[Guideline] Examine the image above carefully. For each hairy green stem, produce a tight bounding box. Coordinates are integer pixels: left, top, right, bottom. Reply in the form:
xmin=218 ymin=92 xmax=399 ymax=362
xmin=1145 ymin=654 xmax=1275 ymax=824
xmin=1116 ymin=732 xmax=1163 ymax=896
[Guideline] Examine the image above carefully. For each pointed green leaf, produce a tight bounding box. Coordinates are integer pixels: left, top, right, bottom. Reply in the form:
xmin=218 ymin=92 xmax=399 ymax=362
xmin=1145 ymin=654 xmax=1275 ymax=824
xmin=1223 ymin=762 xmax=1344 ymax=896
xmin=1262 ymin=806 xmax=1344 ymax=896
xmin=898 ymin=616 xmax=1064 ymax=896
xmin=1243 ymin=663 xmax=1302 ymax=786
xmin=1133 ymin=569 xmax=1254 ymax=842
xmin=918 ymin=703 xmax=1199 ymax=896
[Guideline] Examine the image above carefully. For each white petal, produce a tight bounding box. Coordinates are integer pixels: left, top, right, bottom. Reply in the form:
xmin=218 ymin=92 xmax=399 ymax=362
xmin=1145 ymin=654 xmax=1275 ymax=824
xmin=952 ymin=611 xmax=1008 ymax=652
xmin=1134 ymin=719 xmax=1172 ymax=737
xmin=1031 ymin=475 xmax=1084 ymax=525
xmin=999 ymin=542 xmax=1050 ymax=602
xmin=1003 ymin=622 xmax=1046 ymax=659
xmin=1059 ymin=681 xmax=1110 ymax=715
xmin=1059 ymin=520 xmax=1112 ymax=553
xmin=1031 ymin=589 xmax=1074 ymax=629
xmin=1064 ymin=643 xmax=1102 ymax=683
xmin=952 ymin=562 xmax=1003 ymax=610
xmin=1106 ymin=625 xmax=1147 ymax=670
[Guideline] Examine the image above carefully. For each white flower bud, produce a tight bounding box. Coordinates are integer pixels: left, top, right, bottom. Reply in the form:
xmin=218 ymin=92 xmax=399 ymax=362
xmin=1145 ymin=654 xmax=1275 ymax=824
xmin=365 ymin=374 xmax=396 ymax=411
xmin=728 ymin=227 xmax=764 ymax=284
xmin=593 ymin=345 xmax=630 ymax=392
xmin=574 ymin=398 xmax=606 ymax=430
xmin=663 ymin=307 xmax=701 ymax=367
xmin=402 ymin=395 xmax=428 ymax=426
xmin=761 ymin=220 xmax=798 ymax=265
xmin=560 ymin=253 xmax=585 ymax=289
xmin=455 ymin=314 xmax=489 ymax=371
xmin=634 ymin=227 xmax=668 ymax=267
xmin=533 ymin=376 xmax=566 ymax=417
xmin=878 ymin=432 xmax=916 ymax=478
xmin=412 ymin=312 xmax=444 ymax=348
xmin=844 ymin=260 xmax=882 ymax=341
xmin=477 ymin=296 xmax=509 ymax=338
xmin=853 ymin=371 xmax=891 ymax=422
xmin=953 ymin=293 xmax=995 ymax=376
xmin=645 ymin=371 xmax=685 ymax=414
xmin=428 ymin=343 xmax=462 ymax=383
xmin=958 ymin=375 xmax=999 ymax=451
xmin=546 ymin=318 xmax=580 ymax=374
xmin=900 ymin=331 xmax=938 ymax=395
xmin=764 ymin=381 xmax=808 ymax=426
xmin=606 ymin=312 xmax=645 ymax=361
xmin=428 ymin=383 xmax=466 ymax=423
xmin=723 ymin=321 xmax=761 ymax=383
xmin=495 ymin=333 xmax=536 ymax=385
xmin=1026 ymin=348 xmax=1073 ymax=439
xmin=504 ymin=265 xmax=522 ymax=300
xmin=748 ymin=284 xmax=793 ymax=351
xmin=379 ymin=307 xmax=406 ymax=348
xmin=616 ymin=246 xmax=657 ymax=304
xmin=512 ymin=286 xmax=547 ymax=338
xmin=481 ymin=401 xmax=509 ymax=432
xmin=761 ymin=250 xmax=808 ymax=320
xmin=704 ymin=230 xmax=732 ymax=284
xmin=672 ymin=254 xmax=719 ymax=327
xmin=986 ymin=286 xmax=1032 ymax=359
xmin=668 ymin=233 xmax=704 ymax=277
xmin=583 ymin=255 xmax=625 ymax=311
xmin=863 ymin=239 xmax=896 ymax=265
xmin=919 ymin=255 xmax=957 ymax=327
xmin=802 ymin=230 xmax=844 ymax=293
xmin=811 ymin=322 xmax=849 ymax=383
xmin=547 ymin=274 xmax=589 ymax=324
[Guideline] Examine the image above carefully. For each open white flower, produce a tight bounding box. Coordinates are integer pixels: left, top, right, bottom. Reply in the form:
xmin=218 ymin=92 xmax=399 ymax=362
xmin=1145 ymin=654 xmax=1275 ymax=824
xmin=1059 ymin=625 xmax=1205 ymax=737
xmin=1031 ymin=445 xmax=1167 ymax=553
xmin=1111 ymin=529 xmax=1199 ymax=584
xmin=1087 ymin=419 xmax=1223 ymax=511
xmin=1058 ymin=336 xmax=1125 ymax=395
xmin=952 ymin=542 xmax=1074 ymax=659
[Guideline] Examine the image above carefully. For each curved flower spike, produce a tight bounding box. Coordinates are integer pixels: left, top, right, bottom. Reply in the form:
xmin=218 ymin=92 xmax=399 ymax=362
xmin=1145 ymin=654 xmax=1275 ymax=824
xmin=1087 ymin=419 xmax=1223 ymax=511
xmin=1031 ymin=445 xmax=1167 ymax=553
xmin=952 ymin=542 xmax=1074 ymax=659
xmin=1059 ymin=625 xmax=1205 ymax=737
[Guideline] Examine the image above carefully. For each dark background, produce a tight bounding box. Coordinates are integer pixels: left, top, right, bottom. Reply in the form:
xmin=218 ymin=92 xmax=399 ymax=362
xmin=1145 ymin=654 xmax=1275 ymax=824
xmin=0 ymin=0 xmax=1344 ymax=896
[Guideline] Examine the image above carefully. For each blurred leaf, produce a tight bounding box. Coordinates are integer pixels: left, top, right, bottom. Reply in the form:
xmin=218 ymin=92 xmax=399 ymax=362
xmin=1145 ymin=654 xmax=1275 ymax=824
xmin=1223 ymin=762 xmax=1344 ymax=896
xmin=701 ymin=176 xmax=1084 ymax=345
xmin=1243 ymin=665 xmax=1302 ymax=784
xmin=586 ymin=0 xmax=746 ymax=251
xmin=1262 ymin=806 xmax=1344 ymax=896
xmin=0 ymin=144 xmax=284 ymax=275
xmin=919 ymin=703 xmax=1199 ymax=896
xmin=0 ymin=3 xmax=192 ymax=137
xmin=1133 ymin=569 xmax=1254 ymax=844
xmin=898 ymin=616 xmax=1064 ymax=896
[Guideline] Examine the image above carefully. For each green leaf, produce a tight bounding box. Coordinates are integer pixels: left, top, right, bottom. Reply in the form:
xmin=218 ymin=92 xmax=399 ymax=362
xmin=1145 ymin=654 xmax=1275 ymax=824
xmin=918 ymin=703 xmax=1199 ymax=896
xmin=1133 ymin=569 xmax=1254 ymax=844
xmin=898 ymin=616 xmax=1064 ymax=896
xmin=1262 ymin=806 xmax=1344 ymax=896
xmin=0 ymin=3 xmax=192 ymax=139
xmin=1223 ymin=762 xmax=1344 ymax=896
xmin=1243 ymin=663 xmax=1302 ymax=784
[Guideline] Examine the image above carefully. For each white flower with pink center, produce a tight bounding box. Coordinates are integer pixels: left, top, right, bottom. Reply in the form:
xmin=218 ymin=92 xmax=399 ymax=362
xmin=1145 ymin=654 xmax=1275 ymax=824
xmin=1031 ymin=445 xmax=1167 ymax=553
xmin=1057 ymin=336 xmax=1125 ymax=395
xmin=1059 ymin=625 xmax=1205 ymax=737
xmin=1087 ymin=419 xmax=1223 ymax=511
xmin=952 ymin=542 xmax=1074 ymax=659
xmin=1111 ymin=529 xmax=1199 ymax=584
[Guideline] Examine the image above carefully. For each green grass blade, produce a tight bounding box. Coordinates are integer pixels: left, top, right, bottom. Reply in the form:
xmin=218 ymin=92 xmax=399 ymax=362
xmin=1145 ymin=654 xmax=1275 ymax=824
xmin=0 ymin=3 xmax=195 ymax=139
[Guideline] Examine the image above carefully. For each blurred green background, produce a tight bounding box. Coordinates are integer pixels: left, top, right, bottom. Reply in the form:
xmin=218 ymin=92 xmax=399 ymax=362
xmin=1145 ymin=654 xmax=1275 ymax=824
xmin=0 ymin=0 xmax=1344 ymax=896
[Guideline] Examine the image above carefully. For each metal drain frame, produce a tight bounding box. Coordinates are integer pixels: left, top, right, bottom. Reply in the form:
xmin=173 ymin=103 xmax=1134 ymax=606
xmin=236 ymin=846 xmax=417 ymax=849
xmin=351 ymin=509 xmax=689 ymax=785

▶ **Stated exercise**: Lay out everything in the listing from the line containing "flower bud, produce" down to the line containing "xmin=574 ymin=398 xmax=606 ymax=430" as a two-column CSV with the headers "prompt" and "boxes", one row per entry. Put each field in double quotes and replace its line breaks with spaces.

▶ **Result for this exercise**:
prompt,boxes
"[Guideline] Examine the image above carefully. For each white flower bud, produce a tight bounding box. Coordinates are integer pixels: left, top, right, bottom. Reply in the form: xmin=218 ymin=92 xmax=399 ymax=362 xmin=1145 ymin=654 xmax=1275 ymax=824","xmin=365 ymin=374 xmax=396 ymax=411 xmin=728 ymin=227 xmax=764 ymax=284 xmin=593 ymin=345 xmax=630 ymax=392 xmin=574 ymin=398 xmax=606 ymax=430"